• What you are asked to do
Your response should be every line from the entries that includes the string "ship".

Stored data entries
****************

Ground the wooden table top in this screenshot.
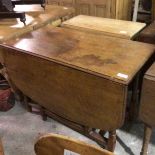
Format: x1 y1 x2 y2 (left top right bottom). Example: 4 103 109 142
63 15 146 40
0 5 74 43
3 26 155 84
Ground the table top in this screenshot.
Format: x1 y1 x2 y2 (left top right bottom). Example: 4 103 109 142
0 5 74 43
3 26 155 84
63 15 146 40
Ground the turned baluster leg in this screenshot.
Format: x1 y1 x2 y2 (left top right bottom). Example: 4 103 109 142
40 106 47 121
24 96 32 112
141 125 152 155
107 130 116 152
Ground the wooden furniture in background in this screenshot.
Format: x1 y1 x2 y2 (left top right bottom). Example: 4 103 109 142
0 5 74 43
0 26 154 151
137 21 155 44
47 0 132 20
63 15 146 40
35 133 115 155
139 63 155 155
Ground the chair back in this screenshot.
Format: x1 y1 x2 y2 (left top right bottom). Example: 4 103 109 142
34 134 115 155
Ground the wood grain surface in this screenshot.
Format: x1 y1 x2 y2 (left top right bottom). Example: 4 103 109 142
62 15 146 40
35 134 115 155
0 26 154 130
47 0 132 20
0 5 74 43
0 45 126 130
2 26 155 84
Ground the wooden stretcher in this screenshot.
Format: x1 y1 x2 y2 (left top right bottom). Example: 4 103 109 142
0 26 154 151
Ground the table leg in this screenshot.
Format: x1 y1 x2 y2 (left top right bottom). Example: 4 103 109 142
21 100 117 151
107 130 116 152
141 125 152 155
24 96 32 112
0 138 4 155
129 73 140 121
40 106 47 121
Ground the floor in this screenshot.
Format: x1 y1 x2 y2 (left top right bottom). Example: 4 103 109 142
0 102 155 155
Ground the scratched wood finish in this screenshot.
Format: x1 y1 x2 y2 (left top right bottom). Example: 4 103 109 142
0 45 126 130
140 62 155 127
47 0 132 20
35 134 115 155
3 26 155 84
0 5 74 43
63 15 146 40
0 26 154 131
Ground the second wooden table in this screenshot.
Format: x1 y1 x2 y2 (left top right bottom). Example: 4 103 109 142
62 15 146 40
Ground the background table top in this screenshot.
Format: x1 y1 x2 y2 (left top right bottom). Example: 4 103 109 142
0 5 74 43
63 15 146 40
3 26 154 84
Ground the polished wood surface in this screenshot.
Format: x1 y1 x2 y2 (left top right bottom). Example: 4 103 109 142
47 0 132 20
140 62 155 127
63 15 146 40
35 134 115 155
0 44 126 130
0 5 74 43
2 26 154 84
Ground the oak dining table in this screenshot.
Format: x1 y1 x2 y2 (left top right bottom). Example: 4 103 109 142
0 25 154 151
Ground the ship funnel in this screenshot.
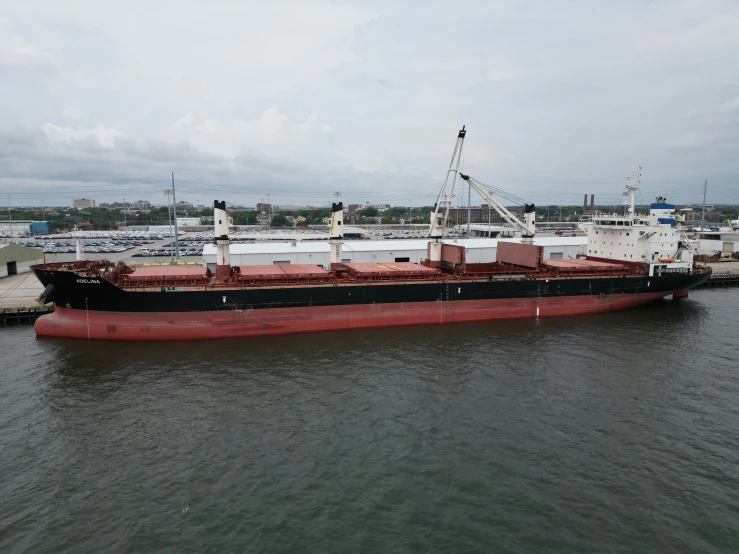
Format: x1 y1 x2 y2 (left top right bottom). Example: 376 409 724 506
213 200 232 282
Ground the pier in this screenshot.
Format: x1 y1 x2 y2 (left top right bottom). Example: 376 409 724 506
0 306 54 325
699 262 739 288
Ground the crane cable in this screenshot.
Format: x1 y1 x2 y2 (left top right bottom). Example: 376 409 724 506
463 175 531 207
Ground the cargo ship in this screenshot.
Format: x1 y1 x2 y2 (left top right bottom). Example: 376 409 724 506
31 129 711 340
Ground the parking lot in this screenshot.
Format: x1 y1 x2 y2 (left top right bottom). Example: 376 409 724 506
5 231 203 265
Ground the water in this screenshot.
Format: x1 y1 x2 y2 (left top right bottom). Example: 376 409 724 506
1 290 738 553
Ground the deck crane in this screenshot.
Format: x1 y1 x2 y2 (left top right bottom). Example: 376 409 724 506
428 126 467 265
458 174 537 241
428 127 537 265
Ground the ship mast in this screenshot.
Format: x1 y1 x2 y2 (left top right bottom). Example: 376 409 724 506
428 126 466 266
74 225 83 261
624 166 641 216
328 201 344 268
213 200 231 282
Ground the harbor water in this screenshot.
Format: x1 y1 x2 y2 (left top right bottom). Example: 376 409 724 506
1 289 738 553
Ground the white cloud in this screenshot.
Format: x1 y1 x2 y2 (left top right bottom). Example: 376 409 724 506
168 106 333 159
0 18 51 66
171 113 194 129
41 123 126 149
0 1 738 205
61 105 83 120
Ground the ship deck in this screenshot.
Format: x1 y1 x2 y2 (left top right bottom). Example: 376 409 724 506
29 256 688 294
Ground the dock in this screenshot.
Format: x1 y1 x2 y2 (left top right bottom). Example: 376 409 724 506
699 262 739 288
0 306 54 325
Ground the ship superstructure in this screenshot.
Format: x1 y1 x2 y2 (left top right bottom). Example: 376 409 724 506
579 172 695 276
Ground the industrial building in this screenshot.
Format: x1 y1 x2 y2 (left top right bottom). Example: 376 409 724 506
0 220 50 236
71 198 96 209
173 217 201 227
202 237 588 272
460 224 520 237
446 205 504 224
693 231 739 257
0 244 44 278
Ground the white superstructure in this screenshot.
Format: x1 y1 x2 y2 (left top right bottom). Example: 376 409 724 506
579 180 694 277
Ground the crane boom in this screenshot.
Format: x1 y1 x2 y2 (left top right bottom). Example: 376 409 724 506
429 126 466 239
459 174 536 239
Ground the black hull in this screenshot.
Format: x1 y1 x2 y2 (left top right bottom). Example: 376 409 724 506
32 266 711 314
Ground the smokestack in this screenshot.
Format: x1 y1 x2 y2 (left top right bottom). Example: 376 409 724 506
590 194 595 211
583 194 588 213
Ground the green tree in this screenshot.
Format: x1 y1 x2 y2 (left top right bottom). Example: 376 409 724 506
358 206 378 217
271 214 288 227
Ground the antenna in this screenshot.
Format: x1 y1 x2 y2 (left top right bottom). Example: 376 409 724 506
624 167 640 216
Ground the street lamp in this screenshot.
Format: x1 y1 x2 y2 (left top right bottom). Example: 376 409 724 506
164 189 174 260
5 196 12 242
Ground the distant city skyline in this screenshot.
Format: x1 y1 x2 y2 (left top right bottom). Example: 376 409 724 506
4 196 737 213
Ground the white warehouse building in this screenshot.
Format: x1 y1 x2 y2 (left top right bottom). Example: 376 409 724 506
202 237 588 271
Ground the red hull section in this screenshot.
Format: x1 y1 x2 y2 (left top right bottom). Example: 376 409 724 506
36 291 675 341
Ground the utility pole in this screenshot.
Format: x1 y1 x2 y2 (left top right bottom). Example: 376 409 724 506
701 179 707 225
267 193 271 231
171 172 180 259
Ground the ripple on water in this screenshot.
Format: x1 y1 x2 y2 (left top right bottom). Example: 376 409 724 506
0 290 738 553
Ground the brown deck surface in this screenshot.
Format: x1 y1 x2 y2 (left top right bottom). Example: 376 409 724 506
128 267 208 278
545 259 625 269
542 260 587 269
237 265 285 277
237 264 329 278
279 264 330 277
343 262 437 275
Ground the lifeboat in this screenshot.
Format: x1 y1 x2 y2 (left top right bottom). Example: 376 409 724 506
658 257 674 262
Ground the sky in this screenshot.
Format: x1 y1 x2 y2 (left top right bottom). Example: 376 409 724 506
1 0 738 209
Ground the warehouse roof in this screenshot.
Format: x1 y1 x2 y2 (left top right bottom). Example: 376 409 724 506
0 243 45 264
203 236 587 256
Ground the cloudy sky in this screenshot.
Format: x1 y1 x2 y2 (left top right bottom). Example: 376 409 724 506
1 0 738 208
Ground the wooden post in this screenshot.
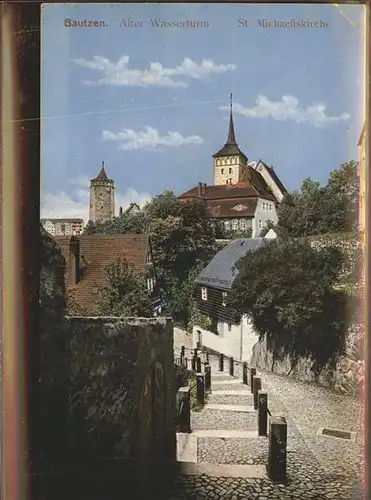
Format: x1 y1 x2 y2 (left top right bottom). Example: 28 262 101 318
268 416 287 483
258 391 268 436
229 356 234 376
253 376 262 410
242 362 248 385
196 373 205 407
250 368 256 394
219 353 224 372
196 356 202 373
205 365 211 393
176 387 191 433
191 356 196 371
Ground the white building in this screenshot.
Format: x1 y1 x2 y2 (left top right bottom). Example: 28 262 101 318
192 237 273 362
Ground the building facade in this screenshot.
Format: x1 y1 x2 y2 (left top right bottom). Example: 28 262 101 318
89 162 115 223
192 238 270 361
53 233 161 315
41 218 84 236
179 95 287 236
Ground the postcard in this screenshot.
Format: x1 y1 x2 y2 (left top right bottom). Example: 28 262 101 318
40 3 365 499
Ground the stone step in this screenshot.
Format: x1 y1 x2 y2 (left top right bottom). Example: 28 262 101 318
192 429 260 439
178 461 267 479
211 389 252 396
212 379 244 386
176 433 197 463
204 403 255 413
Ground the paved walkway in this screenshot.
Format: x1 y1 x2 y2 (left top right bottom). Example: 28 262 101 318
171 354 363 500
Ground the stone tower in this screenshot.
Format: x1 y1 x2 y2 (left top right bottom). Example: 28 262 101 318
212 94 248 185
89 162 115 223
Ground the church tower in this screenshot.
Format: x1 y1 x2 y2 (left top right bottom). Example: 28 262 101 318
212 94 248 185
89 162 115 223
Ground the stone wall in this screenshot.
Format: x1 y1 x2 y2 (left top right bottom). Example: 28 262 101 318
66 316 176 464
250 336 364 397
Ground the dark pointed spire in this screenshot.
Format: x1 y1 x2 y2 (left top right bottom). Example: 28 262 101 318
227 93 237 145
95 161 108 181
212 94 247 160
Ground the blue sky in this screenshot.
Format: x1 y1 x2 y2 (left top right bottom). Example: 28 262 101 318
41 3 365 222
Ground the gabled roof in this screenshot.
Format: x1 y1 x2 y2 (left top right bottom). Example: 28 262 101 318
256 160 288 197
53 233 150 313
123 202 141 215
195 237 269 290
179 182 276 202
207 198 258 218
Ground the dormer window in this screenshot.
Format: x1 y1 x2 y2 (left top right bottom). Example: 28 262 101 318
201 287 208 301
222 292 227 307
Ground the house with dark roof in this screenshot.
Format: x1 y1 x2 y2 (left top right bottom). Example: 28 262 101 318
119 202 141 217
178 94 287 237
193 237 272 362
52 233 160 315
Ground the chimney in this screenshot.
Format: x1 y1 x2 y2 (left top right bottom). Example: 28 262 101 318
119 206 123 216
197 182 203 197
68 236 80 286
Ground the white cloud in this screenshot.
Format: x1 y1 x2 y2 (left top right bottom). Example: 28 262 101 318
221 95 350 127
41 178 151 224
71 55 236 87
102 126 203 151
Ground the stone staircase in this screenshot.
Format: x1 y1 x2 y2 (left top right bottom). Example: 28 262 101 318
177 367 268 479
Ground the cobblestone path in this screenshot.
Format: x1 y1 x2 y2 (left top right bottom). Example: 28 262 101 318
170 354 363 500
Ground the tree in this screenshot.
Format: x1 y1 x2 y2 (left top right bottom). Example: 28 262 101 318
277 161 358 237
86 191 218 329
229 238 347 369
99 258 153 317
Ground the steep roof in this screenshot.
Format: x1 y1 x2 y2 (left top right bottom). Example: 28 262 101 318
91 162 113 183
53 233 150 313
212 94 247 160
358 121 366 146
207 198 258 218
257 160 288 197
179 182 275 202
195 237 269 290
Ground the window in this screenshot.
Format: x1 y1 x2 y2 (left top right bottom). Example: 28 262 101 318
229 167 232 174
224 220 231 230
268 203 273 212
228 323 232 332
221 168 224 174
201 287 208 301
258 219 263 229
239 219 247 229
222 292 227 307
262 202 266 211
232 219 238 230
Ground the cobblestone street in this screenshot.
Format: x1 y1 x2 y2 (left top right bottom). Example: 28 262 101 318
170 353 363 500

****************

• Result below
Ground the ship funnel in this screenshot.
Ground the cargo ship in this screenshot.
Ground the ship mast in this screenshot.
Ground the ship deck in this screenshot.
Ground the ship superstructure in this screenshot.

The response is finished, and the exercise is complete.